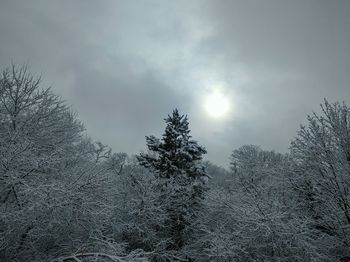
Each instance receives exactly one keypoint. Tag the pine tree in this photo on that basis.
(176, 154)
(175, 159)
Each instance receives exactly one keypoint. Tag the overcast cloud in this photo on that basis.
(124, 65)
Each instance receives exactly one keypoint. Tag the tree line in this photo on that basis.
(64, 197)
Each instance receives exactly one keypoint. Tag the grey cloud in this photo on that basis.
(124, 65)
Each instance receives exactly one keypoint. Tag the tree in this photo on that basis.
(176, 154)
(175, 159)
(48, 171)
(322, 176)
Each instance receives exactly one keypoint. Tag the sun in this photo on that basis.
(217, 104)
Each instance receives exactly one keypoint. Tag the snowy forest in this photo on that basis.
(64, 197)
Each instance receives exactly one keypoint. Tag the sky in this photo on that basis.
(123, 66)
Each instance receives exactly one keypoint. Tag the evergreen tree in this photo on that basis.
(175, 159)
(175, 153)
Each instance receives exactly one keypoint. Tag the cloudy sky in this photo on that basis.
(124, 65)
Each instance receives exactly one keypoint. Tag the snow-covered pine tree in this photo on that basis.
(175, 159)
(175, 153)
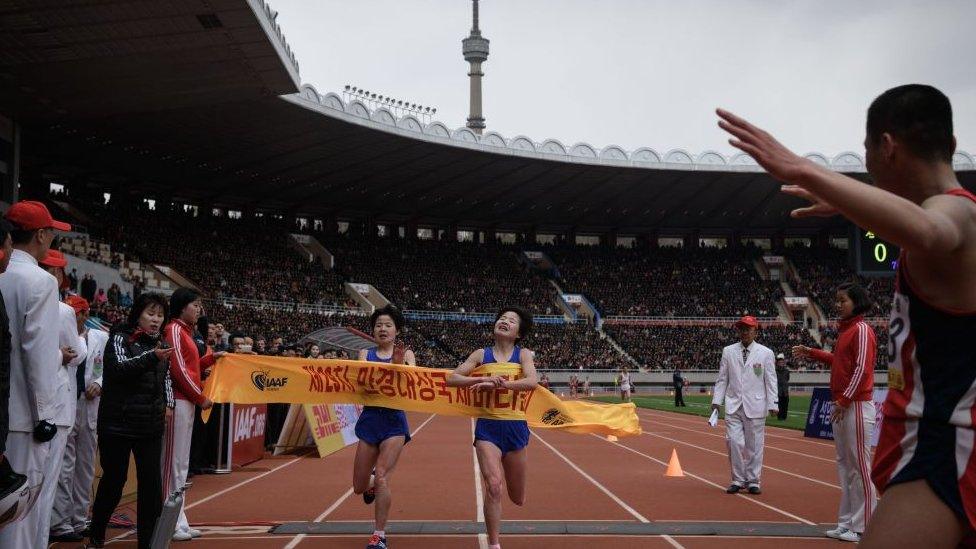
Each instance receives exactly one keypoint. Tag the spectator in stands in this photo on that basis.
(131, 417)
(114, 294)
(313, 352)
(73, 280)
(88, 288)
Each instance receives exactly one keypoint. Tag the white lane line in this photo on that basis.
(723, 454)
(710, 483)
(687, 417)
(592, 480)
(672, 541)
(335, 505)
(479, 494)
(700, 432)
(244, 482)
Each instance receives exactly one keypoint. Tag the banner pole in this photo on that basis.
(223, 461)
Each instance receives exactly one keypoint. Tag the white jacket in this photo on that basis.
(96, 340)
(68, 336)
(31, 297)
(751, 385)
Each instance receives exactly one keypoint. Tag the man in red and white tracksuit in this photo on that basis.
(185, 367)
(851, 386)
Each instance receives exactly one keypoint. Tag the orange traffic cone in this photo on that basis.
(674, 466)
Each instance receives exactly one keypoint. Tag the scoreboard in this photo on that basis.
(874, 256)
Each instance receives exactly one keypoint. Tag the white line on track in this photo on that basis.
(770, 467)
(706, 481)
(335, 505)
(592, 480)
(688, 417)
(244, 482)
(701, 432)
(479, 494)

§ INSTRUCTIONS FOR THE TASK
Echo all the items above word for word, each line as it stands, and leave out the pictures.

§ RESPONSE
Each instance receives exactly one keypoint. Tag the pine tree in this photo on that basis.
(176, 154)
(175, 159)
Each instance receives exactly one keypoint. Tag the overcast cloud in this photo on that basis.
(124, 65)
Each instance receives exactly one keypoint. Tag the tree line in this photo on that basis.
(64, 197)
Each instance receives exactly one keypoint. Tag the grey cloud in this photo on that basis.
(124, 65)
Each instance receives exactly one keypoint. Tag the tree in this photo on that basis.
(176, 154)
(175, 159)
(48, 171)
(322, 176)
Each instance receives exactly one keypoint. Tag the sun in this photo on that basis.
(217, 104)
Each instance receives exactly one keypoint. Tag the snowy forest in this photo on that basis.
(64, 197)
Each instance receives exactly one keypoint. Tag the sky in this photo on that basis.
(123, 66)
Each instance receives exactly one keypoint. Tag the evergreen tree in this photo on that basis.
(175, 159)
(175, 153)
Each instance receives exactly one keypoint. Tag the cloudy sky in this photo on that basis.
(124, 65)
Each instance receives exactly one keypoint. Tag the snow-covered pine tree in this photo on that basis.
(175, 159)
(175, 153)
Each instance receives exactly one keypoint. Tag the spectator in stands in this photo on that basis.
(131, 417)
(114, 294)
(313, 352)
(73, 280)
(88, 288)
Each instance receives exactly one keypoint. Tag the white lane line in this photo on that basis.
(723, 454)
(710, 483)
(687, 417)
(592, 480)
(672, 541)
(335, 505)
(479, 494)
(700, 432)
(244, 482)
Each instance receives exactly one keypoint. Tag the banner pole in this photo on that basis.
(223, 461)
Each instance receives exactly one keypoint. Tag the white jacket in this photo on that basis.
(96, 340)
(68, 336)
(31, 297)
(751, 385)
Each instance receives exactly one keypoint. Tag the man in red and white tracksuit in this photo on that basis.
(185, 367)
(851, 386)
Each instance receives exactly one keypoint. Tag the orange traffic cone in this photo on that basis.
(674, 466)
Each instance receives exactly one keypoint. Tag the scoreboard in this photo on that basis.
(874, 256)
Each instance receives exactly one keypoint. Tag the white line on track in this photo on that basis.
(770, 467)
(706, 481)
(335, 505)
(592, 480)
(688, 417)
(244, 482)
(701, 432)
(479, 494)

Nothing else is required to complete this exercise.